### Reading passage:

God help them, they are in bigger trouble than I thought.

4 comments:

Anonymous said...

I can't do it. I can't watch that video this early in the morning.

Rush doesn't seem to have a problem with the poor when he goes to the Dominican with a bag of Viagra. His ideas on what should happen to drug users don't seem so extreme now that he has been caught with both hands in the candy jar. How he convinces millions of poor Republicans that trickle down economics is good for them, I don't know.

The failure of liberalism isn't in an unrealistic sympathy for the poor, it is in the belief that government is benign in nature. That government by the rich for the poor can exist at all.

Kel said...

Rush doesn't seem to have a problem with the poor when he goes to the Dominican with a bag of Viagra.

Amen.

The failure of liberalism isn't in an unrealistic sympathy for the poor, it is in the belief that government is benign in nature.

I don't think either Republican or Democratic governments are benign in nature, but they both represent the interests of entirely different groups of people.

Bush seemed to look after big business, Obama appears to want to help the middle class.

I know which I prefer.

Anonymous said...

Yes, we have done an excellent job on settling for the lesser of two evils.

Kel said...

I am not sure that looking after the interests of the many rather than the few is, "settling for the lesser of two evils".

### Tasks and exercises:
A - Using the comment thread, decide whether each statement is true. For each one, answer yes or no and quote the words from the thread that settle it.
(i) The first commenter watched the video early that morning.
(ii) Kel says Obama appears to want to help the middle class.
(iii) Kel believes Republican governments are benign in nature but Democratic ones are not.
B - According to Kel in the comment thread, whom did Bush seem to look after?

### Records provided:
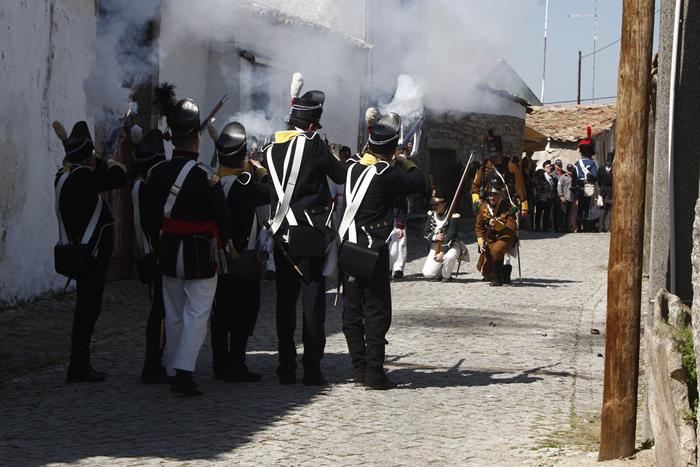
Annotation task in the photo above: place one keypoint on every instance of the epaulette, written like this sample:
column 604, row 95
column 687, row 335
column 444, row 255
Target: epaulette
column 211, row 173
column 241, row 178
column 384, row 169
==
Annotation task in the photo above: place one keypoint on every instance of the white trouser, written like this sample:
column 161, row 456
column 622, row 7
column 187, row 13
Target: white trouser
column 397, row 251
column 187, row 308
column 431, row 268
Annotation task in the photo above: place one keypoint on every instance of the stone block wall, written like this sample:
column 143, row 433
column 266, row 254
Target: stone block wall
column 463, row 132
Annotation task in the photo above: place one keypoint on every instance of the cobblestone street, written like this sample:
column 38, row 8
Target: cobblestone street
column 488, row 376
---
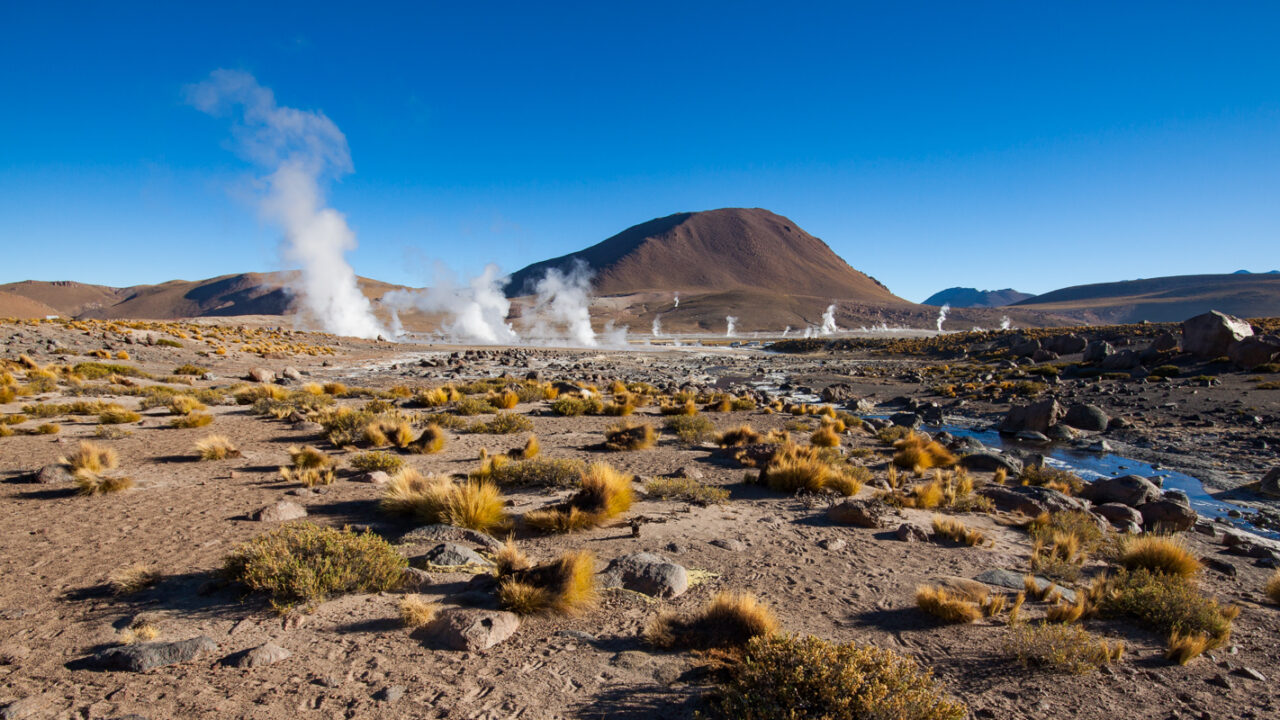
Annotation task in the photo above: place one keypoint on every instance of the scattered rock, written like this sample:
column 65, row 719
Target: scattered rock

### Exercise responses:
A -
(i) No: "I can't watch that video this early in the morning."
(ii) Yes: "Obama appears to want to help the middle class."
(iii) No: "I don't think either Republican or Democratic governments are benign in nature"

B - Big business.